Request
Reproduce the rows from the line with "Fact-check this for me: the dark" to the line with "[[0, 0, 640, 425]]", both included, with "dark water" renamed to "calm water" and all else left as it is. Leave the picture out of your answer.

Source records
※ ※ ※

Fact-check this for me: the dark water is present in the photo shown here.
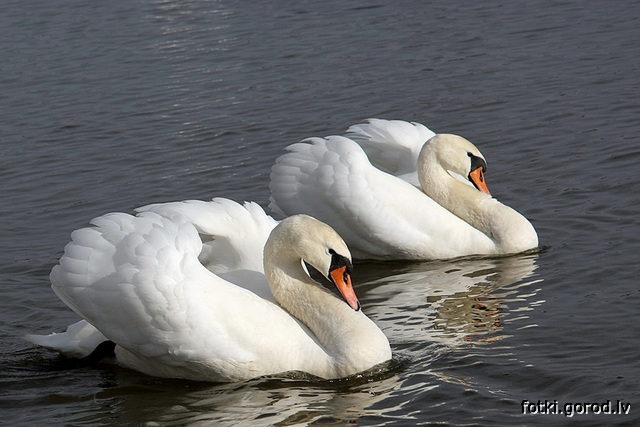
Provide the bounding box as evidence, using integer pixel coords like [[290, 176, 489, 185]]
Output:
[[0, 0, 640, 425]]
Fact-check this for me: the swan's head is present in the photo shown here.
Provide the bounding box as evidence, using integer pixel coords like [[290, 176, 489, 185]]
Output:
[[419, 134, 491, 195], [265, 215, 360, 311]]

※ ※ ※

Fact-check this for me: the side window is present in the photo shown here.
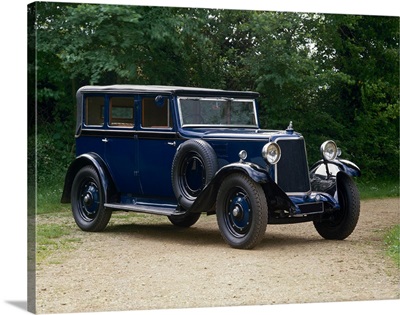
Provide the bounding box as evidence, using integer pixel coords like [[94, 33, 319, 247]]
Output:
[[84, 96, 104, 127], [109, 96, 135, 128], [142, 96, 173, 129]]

※ ※ ※

Expected answer
Fact-check this for me: the calm water is present in the photo shown here.
Provide the bounding box as evidence, using integer pixel coords like [[290, 176, 489, 185]]
Output:
[[0, 0, 640, 425]]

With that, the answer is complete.